══ Input material

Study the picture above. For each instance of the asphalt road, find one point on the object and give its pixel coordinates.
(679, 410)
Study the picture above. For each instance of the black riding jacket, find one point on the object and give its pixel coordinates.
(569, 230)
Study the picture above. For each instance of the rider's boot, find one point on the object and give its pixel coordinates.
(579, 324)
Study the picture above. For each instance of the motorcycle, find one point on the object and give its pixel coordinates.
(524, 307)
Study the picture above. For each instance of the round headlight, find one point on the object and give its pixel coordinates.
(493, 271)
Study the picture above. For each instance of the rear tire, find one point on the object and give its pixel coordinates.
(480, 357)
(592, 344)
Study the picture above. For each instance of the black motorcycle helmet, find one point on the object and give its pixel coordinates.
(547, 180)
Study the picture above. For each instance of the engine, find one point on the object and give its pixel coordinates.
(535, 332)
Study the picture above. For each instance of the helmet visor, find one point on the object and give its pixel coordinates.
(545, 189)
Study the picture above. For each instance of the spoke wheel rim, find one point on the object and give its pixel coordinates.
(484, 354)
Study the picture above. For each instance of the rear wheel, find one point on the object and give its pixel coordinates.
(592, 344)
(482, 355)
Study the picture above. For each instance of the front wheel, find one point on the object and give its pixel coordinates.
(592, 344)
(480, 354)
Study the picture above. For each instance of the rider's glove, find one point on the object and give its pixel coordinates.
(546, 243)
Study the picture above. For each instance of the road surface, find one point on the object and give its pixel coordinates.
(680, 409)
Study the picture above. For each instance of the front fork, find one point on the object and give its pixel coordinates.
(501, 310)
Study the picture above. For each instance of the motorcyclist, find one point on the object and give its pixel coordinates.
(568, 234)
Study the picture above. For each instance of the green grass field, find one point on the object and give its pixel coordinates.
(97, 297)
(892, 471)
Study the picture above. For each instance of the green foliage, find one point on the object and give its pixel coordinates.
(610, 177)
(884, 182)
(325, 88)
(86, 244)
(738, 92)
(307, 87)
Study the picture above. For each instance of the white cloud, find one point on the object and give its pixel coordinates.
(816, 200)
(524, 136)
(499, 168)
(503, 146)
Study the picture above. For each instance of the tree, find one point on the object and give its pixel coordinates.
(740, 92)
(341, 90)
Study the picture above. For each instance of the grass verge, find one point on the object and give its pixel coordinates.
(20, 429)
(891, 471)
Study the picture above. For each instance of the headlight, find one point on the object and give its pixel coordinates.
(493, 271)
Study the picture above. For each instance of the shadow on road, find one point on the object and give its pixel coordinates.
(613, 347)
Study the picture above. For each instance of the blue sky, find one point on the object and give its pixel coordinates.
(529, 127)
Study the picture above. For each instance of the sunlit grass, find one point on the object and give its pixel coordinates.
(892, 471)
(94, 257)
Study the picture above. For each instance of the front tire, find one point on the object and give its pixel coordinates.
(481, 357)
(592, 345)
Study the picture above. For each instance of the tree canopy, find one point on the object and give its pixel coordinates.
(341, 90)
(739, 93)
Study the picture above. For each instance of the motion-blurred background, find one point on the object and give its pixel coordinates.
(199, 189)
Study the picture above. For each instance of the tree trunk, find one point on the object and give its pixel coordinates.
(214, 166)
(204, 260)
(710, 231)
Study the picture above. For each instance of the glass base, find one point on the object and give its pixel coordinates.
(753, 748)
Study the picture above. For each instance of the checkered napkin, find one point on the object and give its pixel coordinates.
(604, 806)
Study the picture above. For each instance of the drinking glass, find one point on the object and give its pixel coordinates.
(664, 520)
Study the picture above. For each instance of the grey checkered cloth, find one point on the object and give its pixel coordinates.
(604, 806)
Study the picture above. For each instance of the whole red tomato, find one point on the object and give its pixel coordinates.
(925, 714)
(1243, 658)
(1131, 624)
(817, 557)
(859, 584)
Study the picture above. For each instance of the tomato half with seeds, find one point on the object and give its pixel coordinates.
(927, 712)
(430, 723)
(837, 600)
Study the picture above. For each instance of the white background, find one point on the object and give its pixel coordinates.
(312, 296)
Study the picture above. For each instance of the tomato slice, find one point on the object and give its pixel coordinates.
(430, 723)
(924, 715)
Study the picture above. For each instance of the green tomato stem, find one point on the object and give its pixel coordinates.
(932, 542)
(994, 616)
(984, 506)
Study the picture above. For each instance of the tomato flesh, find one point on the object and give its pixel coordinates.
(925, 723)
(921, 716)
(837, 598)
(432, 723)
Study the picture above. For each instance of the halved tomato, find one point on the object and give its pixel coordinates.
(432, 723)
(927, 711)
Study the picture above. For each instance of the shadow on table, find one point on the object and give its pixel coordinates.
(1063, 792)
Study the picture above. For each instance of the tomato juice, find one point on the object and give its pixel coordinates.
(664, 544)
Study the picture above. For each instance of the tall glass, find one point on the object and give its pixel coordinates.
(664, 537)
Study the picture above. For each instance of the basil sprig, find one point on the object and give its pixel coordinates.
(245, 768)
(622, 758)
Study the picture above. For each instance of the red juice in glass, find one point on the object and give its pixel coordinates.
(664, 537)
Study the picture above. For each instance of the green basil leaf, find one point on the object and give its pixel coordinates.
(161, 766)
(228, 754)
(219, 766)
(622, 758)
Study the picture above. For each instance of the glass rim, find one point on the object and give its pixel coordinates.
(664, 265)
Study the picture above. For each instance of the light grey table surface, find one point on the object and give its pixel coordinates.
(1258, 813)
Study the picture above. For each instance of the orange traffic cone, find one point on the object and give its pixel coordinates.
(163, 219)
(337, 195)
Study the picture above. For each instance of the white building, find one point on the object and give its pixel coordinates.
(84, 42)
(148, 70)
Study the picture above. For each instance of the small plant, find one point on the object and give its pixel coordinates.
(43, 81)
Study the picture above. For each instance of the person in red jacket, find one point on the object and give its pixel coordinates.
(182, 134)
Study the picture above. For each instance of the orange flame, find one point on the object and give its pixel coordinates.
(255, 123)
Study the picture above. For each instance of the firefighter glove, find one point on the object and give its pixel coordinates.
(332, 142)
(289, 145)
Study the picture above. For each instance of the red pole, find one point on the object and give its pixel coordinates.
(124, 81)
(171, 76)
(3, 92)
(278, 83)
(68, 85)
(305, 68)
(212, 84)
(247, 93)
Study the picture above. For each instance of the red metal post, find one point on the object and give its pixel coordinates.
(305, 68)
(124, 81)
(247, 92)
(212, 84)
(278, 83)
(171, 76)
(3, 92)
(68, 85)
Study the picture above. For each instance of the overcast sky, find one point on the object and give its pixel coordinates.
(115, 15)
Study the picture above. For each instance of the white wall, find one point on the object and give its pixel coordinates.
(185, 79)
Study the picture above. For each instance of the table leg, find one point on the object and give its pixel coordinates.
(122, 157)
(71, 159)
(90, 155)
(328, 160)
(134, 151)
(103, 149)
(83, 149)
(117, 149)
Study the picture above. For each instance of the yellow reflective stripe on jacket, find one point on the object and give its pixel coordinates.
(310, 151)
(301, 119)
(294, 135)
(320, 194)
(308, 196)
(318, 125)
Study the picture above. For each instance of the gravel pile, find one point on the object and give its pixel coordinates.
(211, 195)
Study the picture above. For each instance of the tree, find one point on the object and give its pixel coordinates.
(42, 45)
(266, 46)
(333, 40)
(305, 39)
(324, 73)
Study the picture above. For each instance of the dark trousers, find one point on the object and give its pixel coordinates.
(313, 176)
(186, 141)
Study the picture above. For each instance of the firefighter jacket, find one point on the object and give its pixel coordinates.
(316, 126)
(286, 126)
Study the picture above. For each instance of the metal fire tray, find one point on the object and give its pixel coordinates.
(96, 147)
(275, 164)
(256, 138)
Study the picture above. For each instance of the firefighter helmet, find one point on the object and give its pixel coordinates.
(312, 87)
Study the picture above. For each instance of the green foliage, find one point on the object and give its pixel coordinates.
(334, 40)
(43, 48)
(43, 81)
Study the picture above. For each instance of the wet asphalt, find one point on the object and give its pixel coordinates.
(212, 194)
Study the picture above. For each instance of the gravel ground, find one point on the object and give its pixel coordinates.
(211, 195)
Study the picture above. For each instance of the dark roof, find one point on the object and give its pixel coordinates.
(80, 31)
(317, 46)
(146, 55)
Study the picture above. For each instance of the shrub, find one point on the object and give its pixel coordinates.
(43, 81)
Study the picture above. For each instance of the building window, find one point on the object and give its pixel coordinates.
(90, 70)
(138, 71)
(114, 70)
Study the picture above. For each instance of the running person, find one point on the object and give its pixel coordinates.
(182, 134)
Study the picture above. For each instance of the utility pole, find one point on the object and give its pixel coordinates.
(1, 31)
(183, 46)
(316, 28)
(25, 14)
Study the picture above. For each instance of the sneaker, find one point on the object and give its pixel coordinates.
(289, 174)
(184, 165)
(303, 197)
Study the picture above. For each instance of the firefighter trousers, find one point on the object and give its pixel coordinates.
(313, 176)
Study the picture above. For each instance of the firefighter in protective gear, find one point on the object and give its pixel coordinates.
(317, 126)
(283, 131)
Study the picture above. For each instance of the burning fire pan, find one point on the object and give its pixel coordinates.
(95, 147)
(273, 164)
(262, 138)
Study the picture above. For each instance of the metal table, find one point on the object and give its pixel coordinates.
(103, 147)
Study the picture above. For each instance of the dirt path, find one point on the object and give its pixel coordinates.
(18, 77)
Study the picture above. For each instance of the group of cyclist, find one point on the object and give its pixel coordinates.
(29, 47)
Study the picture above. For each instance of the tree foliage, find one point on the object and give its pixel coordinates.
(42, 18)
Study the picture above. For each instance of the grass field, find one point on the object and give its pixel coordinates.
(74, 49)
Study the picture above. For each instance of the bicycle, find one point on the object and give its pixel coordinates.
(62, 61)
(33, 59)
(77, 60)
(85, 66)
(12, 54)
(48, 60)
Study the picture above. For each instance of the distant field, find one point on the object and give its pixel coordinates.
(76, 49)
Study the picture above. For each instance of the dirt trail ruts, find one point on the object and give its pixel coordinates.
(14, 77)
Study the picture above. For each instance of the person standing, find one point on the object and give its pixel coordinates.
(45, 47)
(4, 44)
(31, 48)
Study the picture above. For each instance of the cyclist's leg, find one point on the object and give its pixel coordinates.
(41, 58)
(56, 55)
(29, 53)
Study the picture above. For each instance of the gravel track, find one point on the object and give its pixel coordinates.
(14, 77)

════

■ What the exercise asks
Nothing but the lines from the one containing "Study the picture above. For each instance of the burning" through the final line of the listing above belongs in the answer; set them down exactly.

■ Result of this exercise
Study the picture above. For each instance of the burning fire pan, find one point on the object and give its pixel coordinates.
(95, 147)
(273, 164)
(262, 138)
Study the picture above. For each instance of the metal table, find one point on the object and give its pixel coordinates.
(103, 147)
Study the picture above. For each instance of the dirt path, find one point on the object and give its pixel coordinates.
(18, 77)
Study the picture above. For each instance of the group of cyclist, find one point on the object and give its pixel coordinates.
(29, 47)
Study the picture above. For each instance of the tree foliage, find one point on the object and give its pixel coordinates.
(42, 18)
Study the picture above. For each instance of the grass field, find one point on the object and give its pixel coordinates.
(74, 49)
Study the picture above. For each instance of the bicycle, find one point on the object and give its pixel coordinates.
(62, 61)
(33, 59)
(77, 60)
(85, 66)
(12, 54)
(48, 60)
Study the picture above. For each instance of the distant field, find one point on the object and give its pixel coordinates.
(76, 49)
Study the picture above. For each instance of the dirt trail ruts, find one point on the object and give its pixel coordinates.
(14, 77)
Study the picture above. For each instance of the person standing, find one point on the object and give its pixel coordinates.
(45, 47)
(4, 44)
(31, 48)
Study the picture above. For each instance of the cyclist's leg, find one point on the object and give its pixel coordinates.
(41, 58)
(56, 55)
(29, 53)
Study the picture above. For each instance of the gravel track, find one point on the object and give its pixel coordinates.
(14, 77)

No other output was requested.